Tauberwein für den Frieden
Historische Festspiele zum Dreißigjährigen Krieg in deutschen Städten – Laien spielen damalige Schlachten und Kuriositäten nach
Helga Schnehagen

Die ehemaligen fränkisch-schwäbischen Reichsstädte Bad Windsheim, Rothenburg ob der Tauber, Dinkelsbühl und Nördlingen ha­ben eines gemeinsam: Sie konnten ihr altdeutsches Stadtbild bewahren. Vieles sieht so aus wie zu Zeiten des Dreißigjährigen Kriegs vor 400 Jahren. 

Befinden wir uns tatsächlich im Jahr 2018? Auf der Terrasse von Rothenburgs Hotel „Reichsküchenmeister“ sitzen sie unter der alten Kastanie gemütlich beim Bier: die Kaiserlichen und die Rothenburger anno 1631. Dass Rothenburg ob der Tauber (11085 Einwohner) seine Geschichte noch immer mit aller Inbrunst lebt, wurde vor Kurzem sogar offiziell besiegelt. Höhepunkt sind die Pfingstfestspiele, bei denen die Bürger seit 1881 im Kaisersaal des Rathauses mit dem „Meistertrunk“ an die Rettung ihrer Stadt durch Altbürgermeister Nusch erinnern. Diesem gelang es, einen Humpen mit dreiviertel Liter Tauberwein in einem Zug zu leeren und damit den katholischen General Tilly dermaßen zu beeindrucken, dass dieser die Stadt verschonte.

——

**Aufgaben:**
1) Nenne alle ehemaligen fränkisch-schwäbischen Reichsstädte, die der Textauszug über die Festspiele zum Dreißigjährigen Krieg aufführt.
2) Führe den Textauszug über die Festspiele zum Dreißigjährigen Krieg im Anschluss an seinen letzten Satz weiter.

**Zu prüfende Daten:**
——

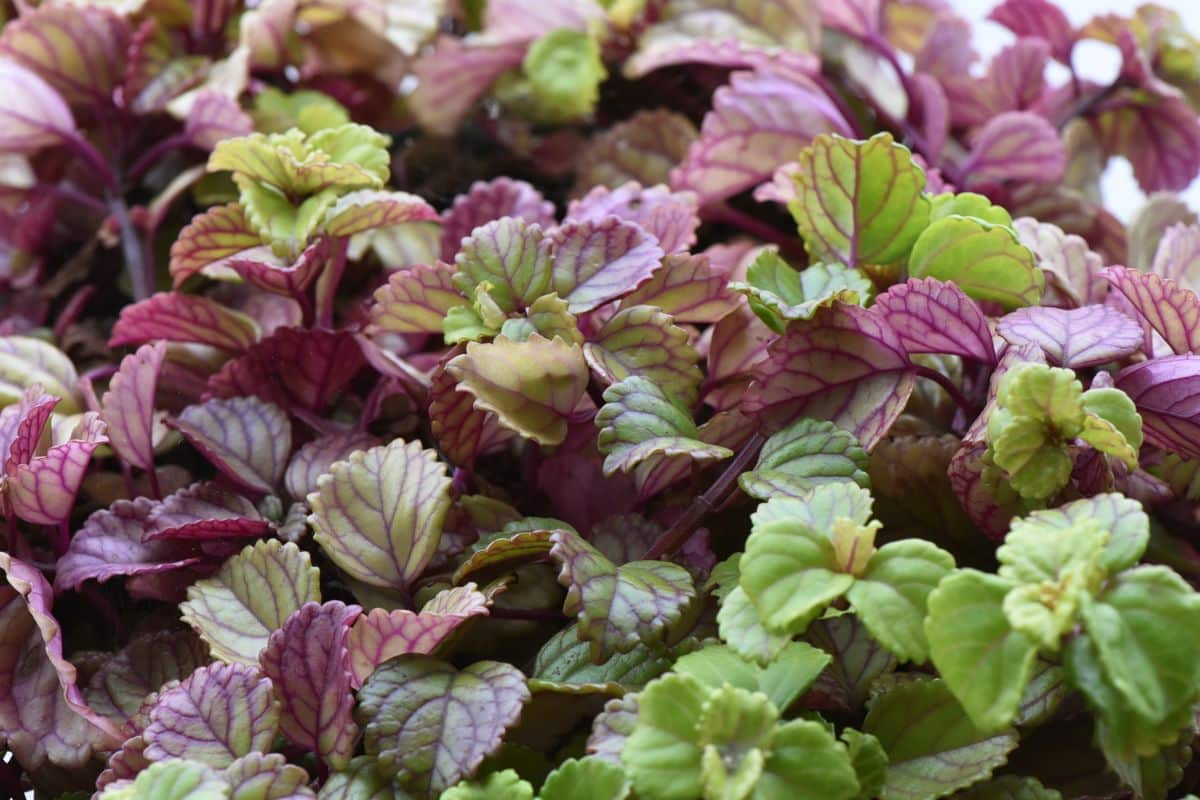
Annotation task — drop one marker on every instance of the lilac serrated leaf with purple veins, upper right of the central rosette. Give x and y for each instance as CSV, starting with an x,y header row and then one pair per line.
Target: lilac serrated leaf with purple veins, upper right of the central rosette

——

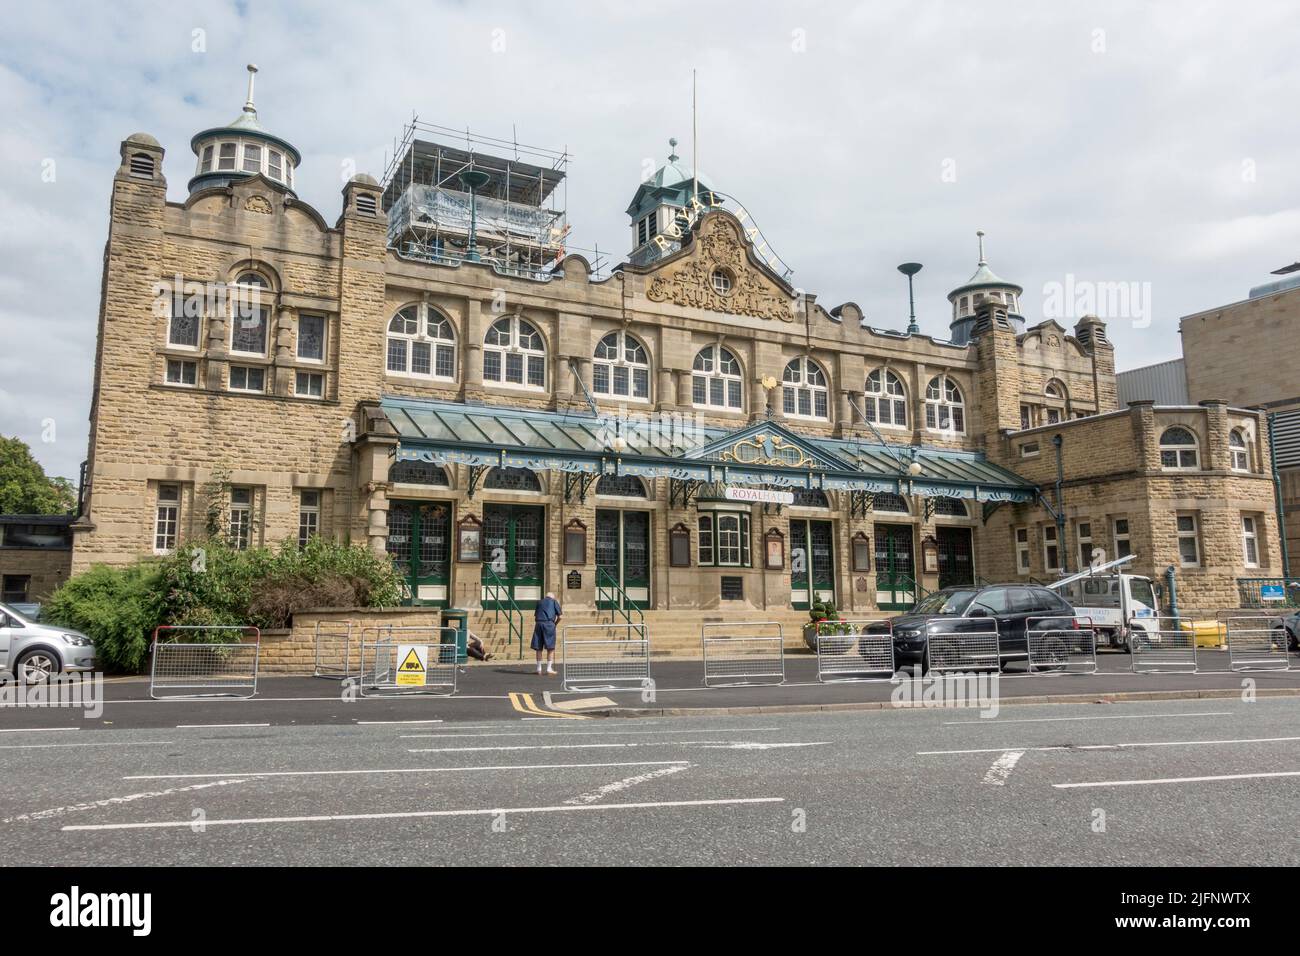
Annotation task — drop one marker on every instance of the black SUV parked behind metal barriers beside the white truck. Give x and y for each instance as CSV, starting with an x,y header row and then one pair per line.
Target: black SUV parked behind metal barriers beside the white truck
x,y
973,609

——

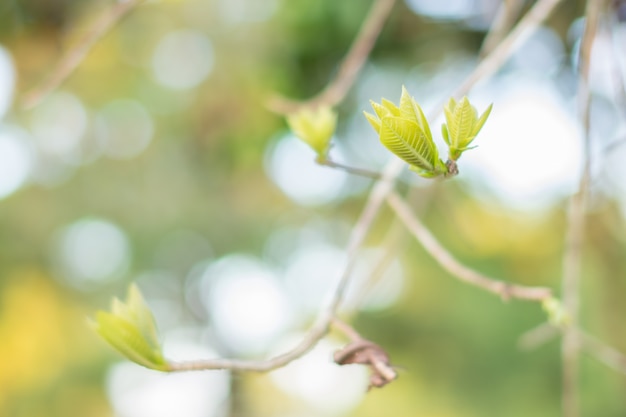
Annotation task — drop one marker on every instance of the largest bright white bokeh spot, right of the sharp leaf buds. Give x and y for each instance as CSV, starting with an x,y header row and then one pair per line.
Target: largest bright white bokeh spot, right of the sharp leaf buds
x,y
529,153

——

**Antworten:**
1) Bad Windsheim, Rothenburg ob der Tauber, Dinkelsbühl, Nördlingen

2)
An die 1000 Mitwirkende in historischen Gewändern, 40 Kö­che und Schürer, 88 Pferde, 

17 Kutschen, 20 Fanfaren, 27 Piccolos, 35 Trommeln, zwölf Flöten, vier Sackpfeifen, zwei Geigen, 20 Kilo Schießpulver, 18 Kanonenschüsse, über 100 Böllerschüsse und, und, und erwecken dazu Rothenburgs Geschichte zum Leben. Bei den Reichsstadttagen vom 7. bis 9. September blättert sich die gesamte Stadtgeschichte mit ebenso vielen Mitwirkenden nochmals auf. Der Meistertrunk kommt dabei am 8. September erneut zur Aufführung, genauso wie am 6. Oktober anlässlich der städtischen Herbstwanderwoche.

Die originalgetreuen Uniformen und Kleider, die dafür sorgen, dass sich Darsteller und Zuschauer wie im Dreißigjährigen Krieg fühlen, werden nicht nur vom Meistertrunk-Verein in Rothenburg sorgfältig gepflegt. Im 45 Ki­lometer südlich gelegenen Dinkelsbühl (11600 Einwohner) steht dem Fundus der „Kinderzeche“ mit seinen mehr als 1000 Kostümen, Schuhen, Uniformen und Waffen seit 2007 ein ganzes Zeughaus zur Verfügung: der vorbildlich sanierte 500 Jahre alte einstige Kornspeicher der Stadt.

Hans-Peter Mattausch, Vorstand der Kinderzeche, ist mit Recht stolz auf seine Kleiderkammer, die Schülerinnen und Schüler der Klassen eins bis acht aller Dinkelsbühler Schulen und weitere 1100 einheimische Bürger in Einwohner des 17. Jahrhunderts verwandelt. Als sich die Stadt am 

11. Mai 1632 kampflos den Schweden ergab, zog Lore, die Türmers­tochter, samt einer ganzen Kinderschar dem schwedischen Ob­risten entgegen, eroberte sein Herz und rettete damit Dinkelsbühl vor der Plünderung und Zerstörung.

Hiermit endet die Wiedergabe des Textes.